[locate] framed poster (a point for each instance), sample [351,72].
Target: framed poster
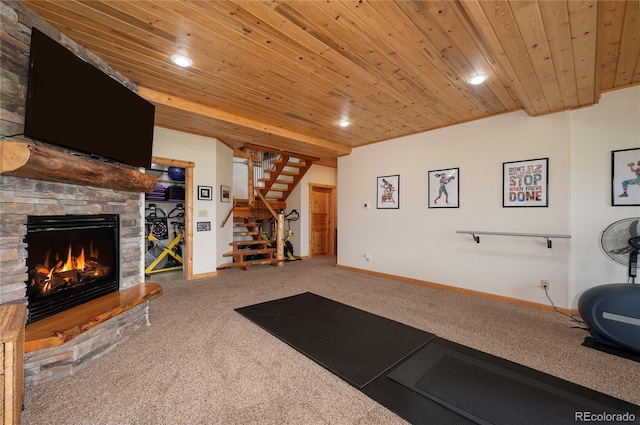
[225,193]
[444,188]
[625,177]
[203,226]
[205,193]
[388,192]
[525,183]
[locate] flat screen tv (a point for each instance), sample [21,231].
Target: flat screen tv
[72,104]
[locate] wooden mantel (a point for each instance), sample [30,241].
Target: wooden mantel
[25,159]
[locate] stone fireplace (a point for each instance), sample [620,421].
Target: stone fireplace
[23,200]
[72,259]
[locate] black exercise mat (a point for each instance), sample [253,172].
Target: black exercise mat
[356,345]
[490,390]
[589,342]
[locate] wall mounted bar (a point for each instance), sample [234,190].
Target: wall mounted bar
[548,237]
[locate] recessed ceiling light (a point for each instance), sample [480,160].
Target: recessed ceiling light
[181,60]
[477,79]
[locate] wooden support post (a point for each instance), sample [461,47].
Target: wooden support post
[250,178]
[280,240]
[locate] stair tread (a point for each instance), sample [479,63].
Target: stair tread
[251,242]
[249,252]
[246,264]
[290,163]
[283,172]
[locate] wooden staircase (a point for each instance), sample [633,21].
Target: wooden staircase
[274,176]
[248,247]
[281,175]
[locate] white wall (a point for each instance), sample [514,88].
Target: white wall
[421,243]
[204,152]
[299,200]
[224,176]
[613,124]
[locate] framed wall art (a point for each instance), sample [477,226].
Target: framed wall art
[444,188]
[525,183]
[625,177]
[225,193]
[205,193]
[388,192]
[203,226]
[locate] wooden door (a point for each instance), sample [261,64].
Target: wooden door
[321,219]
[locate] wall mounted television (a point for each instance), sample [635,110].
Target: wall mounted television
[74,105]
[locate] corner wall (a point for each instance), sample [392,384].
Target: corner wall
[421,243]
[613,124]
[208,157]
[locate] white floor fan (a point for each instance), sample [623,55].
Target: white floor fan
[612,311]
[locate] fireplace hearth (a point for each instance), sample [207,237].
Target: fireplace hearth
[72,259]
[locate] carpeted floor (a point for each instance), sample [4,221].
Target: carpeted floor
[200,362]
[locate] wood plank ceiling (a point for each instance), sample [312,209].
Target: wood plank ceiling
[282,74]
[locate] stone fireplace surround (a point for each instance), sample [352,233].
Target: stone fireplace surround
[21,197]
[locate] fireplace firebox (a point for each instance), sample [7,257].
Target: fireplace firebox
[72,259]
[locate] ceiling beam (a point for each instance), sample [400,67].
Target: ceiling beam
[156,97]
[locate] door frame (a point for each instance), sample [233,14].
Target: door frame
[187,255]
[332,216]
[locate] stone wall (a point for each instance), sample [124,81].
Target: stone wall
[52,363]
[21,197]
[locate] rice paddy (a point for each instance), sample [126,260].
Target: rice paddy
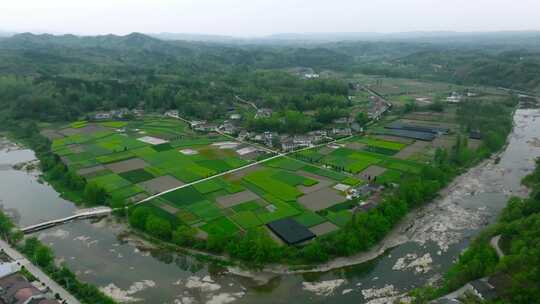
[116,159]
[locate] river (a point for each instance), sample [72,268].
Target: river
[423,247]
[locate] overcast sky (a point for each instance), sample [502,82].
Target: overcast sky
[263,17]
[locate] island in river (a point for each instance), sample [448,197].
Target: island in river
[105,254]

━━━━━━━━━━

WRITTEN REQUEST: Quote the entries in full. Any image among them is to be omitted from the copy.

COMPLETE OUTPUT:
[locate] framed poster (a point for each instance), sample [351,72].
Target: framed poster
[225,193]
[444,188]
[625,177]
[203,226]
[205,193]
[388,192]
[525,183]
[locate] flat screen tv (a point for each instance), sample [21,231].
Target: flat screen tv
[72,104]
[locate] wooden mantel (a point for each instance), sample [30,241].
Target: wooden mantel
[25,159]
[locate] stone fireplace (a point for each instance), sample [620,421].
Target: stone fireplace
[23,200]
[72,259]
[locate] black exercise mat (a point for each instance), sample [253,172].
Target: black exercise mat
[356,345]
[490,390]
[589,342]
[locate] wall mounted bar (a point for each instance), sample [234,190].
Target: wall mounted bar
[548,237]
[locate] recessed ceiling light (a point for each instance), sample [480,160].
Target: recessed ceiling light
[181,60]
[477,79]
[locate] wooden support post (a point for each instance), sample [461,47].
Target: wooden support post
[250,178]
[280,240]
[locate] stair tread (a point for each instance), sample [479,63].
Target: stair tread
[251,242]
[249,252]
[246,264]
[290,163]
[283,172]
[locate] wooden staircase (a point for each instance), sample [633,21].
Target: wooden staircase
[274,176]
[248,247]
[281,175]
[locate] white wall (a point for each instance), sample [514,88].
Target: white wall
[421,243]
[204,152]
[299,200]
[224,176]
[613,124]
[locate] framed wall art (a point for each instance), sample [477,226].
Target: framed wall art
[444,188]
[525,183]
[625,177]
[225,193]
[205,193]
[388,192]
[203,226]
[locate] wooden door (a point for each instance), sample [261,64].
Target: wooden door
[321,219]
[locate] wall mounted television (a point for each instance), sample [635,110].
Target: wall mounted television
[74,105]
[locate] corner wall (a point for each instance), sample [392,384].
Target: corner wall
[421,243]
[613,124]
[208,157]
[locate] white floor fan (a point for each instance), sample [623,55].
Target: white floor fan
[612,311]
[locate] fireplace hearth (a point for each instance), sample [207,237].
Target: fireplace hearth
[72,259]
[locate] carpeted floor (a point for each instance), sample [4,221].
Target: carpeted floor
[200,362]
[locate] wood plank ceiling (a point for each instance), sample [312,209].
Target: wood plank ceiling
[282,74]
[locate] stone fireplace surround (a point for each instance), sample [352,233].
Target: stone fireplace surround
[21,197]
[locate] fireplace firebox (a point for each instance), sample [7,257].
Target: fireplace firebox
[72,259]
[locate] ceiling beam (a point for each instance), sample [400,67].
Target: ceiling beam
[156,97]
[locate] door frame (a point for each instance), sample [233,14].
Target: door frame
[187,255]
[332,216]
[locate] stone wall (a point for each instance), sample [124,81].
Target: stone wall
[52,363]
[21,197]
[locate] rice paddy (a point for each instance), sample [126,260].
Target: rice paddy
[116,159]
[locate] river (a point for each instance), sample [72,268].
Target: river
[423,247]
[locate] overcast sky (a point for each instance), sample [502,82].
Target: overcast sky
[263,17]
[locate] island in river (a point for each instance), sample [448,197].
Target: island in river
[105,254]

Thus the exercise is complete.